Supplied data: Begin

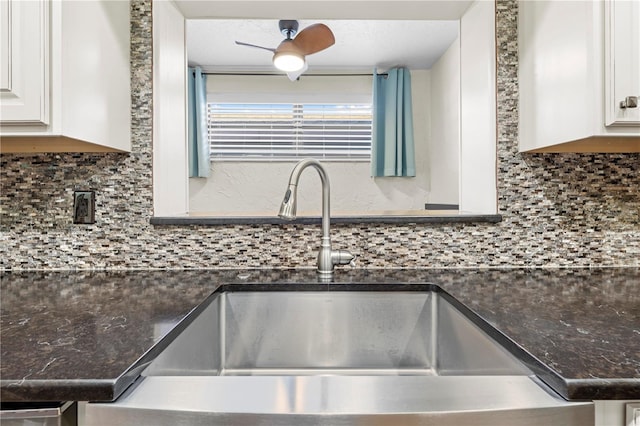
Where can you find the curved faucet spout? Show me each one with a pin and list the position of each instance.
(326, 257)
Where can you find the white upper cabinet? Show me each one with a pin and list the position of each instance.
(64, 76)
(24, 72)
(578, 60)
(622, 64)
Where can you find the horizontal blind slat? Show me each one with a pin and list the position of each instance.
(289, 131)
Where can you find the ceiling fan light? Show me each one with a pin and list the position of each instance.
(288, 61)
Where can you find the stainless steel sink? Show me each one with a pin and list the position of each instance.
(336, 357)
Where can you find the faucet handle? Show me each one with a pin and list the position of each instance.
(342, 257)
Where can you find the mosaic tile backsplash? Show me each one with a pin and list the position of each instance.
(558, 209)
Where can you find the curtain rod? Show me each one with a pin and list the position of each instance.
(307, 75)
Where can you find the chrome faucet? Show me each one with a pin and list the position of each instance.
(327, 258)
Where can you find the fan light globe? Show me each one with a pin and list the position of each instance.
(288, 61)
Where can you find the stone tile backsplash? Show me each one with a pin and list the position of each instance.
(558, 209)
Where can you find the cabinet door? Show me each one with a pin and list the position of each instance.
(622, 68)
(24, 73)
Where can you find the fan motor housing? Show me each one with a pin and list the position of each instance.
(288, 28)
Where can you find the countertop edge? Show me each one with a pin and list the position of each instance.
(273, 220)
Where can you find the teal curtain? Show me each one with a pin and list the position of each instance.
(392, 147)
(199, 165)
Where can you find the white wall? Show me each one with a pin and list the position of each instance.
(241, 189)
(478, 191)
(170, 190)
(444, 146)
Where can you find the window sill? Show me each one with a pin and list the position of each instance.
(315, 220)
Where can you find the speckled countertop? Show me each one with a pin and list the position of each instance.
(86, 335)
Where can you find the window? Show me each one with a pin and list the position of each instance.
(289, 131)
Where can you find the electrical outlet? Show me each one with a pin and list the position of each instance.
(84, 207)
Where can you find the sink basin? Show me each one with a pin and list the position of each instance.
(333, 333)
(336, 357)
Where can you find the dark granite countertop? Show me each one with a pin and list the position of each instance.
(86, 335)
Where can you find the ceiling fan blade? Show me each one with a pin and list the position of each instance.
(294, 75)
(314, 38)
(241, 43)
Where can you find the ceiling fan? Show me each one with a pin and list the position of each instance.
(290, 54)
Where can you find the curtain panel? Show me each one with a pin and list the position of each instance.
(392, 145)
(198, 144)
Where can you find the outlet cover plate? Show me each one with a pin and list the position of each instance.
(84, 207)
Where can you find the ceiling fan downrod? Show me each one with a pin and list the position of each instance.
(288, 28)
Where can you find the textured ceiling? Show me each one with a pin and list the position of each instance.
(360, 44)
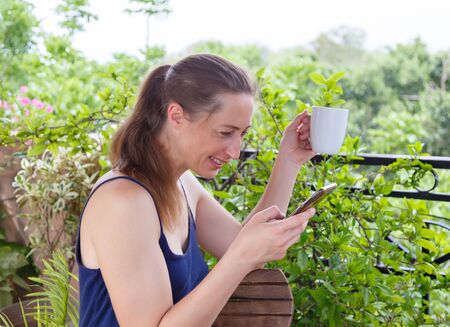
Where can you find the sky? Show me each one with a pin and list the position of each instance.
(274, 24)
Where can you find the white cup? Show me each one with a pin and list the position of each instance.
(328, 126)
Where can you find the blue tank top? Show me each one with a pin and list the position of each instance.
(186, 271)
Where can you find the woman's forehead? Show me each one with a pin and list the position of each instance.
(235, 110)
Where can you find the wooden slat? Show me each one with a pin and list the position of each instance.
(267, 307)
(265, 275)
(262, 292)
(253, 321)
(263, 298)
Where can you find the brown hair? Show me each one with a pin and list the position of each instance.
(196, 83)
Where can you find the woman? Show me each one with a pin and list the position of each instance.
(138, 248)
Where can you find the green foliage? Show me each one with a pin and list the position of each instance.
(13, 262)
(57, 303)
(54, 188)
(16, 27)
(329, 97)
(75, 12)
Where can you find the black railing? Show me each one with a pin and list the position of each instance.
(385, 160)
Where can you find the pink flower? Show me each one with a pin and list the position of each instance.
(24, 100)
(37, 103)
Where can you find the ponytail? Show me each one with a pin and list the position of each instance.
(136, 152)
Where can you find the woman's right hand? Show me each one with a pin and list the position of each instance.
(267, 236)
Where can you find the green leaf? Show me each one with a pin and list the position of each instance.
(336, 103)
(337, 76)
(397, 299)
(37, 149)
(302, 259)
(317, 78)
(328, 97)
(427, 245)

Supplied data: End

#### To do:
Retype the records in full, exactly as given, and omit the pictures.

#### Response to this exercise:
Where can you find the curved faucet spout? Show me each one with a pin and list the position of each instance.
(326, 257)
Where can you find the white upper cabinet? Show me each one with a pin and list the position of each instance.
(64, 76)
(24, 72)
(578, 60)
(622, 64)
Where can you find the horizontal blind slat? Show me each one with a pin and list the position of each instance.
(289, 131)
Where can you find the ceiling fan light? Show me each one with a pin and list the position of each instance.
(288, 61)
Where can you find the stainless steel sink? Show me each one with a pin and list the position of each instance.
(336, 357)
Where can you find the faucet handle? Show me each one with a pin and list the position of each instance.
(342, 257)
Where can you find the mosaic tile backsplash? Show me each one with a pin and list the position of each instance.
(558, 209)
Where can you find the curtain rod? Show me each one with a pin and list the position of each instance.
(307, 75)
Where can you find the chrome faucet? Show me each one with a pin and list the position of each instance.
(327, 258)
Where can you find the fan light globe? Show me each one with a pin and list the position of each instance.
(288, 61)
Where can you find the stone tile backsplash? Show me each one with a pin and list the position of each instance.
(558, 209)
Where can you find the cabinet door? Show me each one with a pin and list the position of each instance.
(622, 68)
(24, 73)
Where can you find the fan motor housing? Show me each one with a pin and list the position of each instance.
(288, 28)
Where can you find the countertop edge? Show me each one with a pin and list the position of each instance.
(273, 220)
Where can you find the teal curtain? Show me each one with a pin and list the position of each instance.
(392, 147)
(199, 165)
Where can you find the white wall? Show me each one with a pin and list the position of each instance.
(241, 189)
(478, 191)
(170, 190)
(444, 146)
Where can you find the window sill? Show me each one with a pin and list the position of each instance.
(315, 220)
Where can you find the speckled countertop? Show me each one with a pin and list the position of each instance.
(86, 335)
Where can you find the window? Show me each one with a pin and list the position of each instance.
(289, 131)
Where can you find the electrical outlet? Show me each one with a pin and list the position of each instance.
(84, 207)
Where can you find the sink basin? Show me each one with a pin and list the position of each instance.
(333, 333)
(336, 357)
Where can you find the dark granite countertop? Show me each one with a pin and list the position of each instance.
(86, 335)
Where can you find the ceiling fan blade? Show me each one with a pin and list the position of each instance.
(294, 75)
(314, 38)
(241, 43)
Where can you find the ceiling fan? Show me each one with a pin and list the position of each instance.
(290, 54)
Where can you find the curtain panel? Show me each one with a pin and list the position of each instance.
(392, 145)
(198, 144)
Where can you find the outlet cover plate? Show me each one with a pin and list the position of each instance.
(84, 207)
Where can you find the ceiling fan downrod? Show me each one with a pin and list the position of each instance.
(288, 28)
Where can you find the textured ceiling? Show me each one with a pin and list the position of each instance.
(360, 44)
Where can you find the sky? Show me each one with a pin and list the position of each instance.
(274, 24)
Where can you find the white cup? Show me each one with a pin and list the position of each instance.
(328, 126)
Where can you find the blue tank top? Show me each one with a pin and list the position of each instance.
(186, 271)
Where can you find the woman's forehead? Show me each one with a pin and list the position of each instance.
(235, 110)
Where can you find the wooden slat? Show me each one with a pin and list the position of each instance.
(267, 307)
(265, 275)
(262, 292)
(253, 321)
(263, 298)
Where can you find the brown hair? Show me each one with a pin and list the position of each instance.
(196, 83)
Where can you find the woman? Show me each one with a pin and list the position of each instance.
(138, 248)
Where can you find the green foliage? Show me each one with a pin and list the position of each instance.
(13, 262)
(57, 303)
(54, 188)
(16, 27)
(329, 97)
(75, 12)
Where can you find the black railing? Show me each one with a pin and list the position of each instance.
(385, 160)
Where can you find the pink flower? Show me each one with a pin and list the position of each instance.
(24, 100)
(37, 103)
Where can you find the ponytail? Show me each one with a pin and list the position of each instance.
(136, 152)
Where can you find the woman's right hand? Show me each one with a pin and list the position of each instance.
(267, 236)
Where can you find the green leaf? Show me each one with a pin and list the position of each instance.
(336, 103)
(337, 76)
(397, 299)
(37, 149)
(302, 259)
(317, 78)
(328, 97)
(427, 245)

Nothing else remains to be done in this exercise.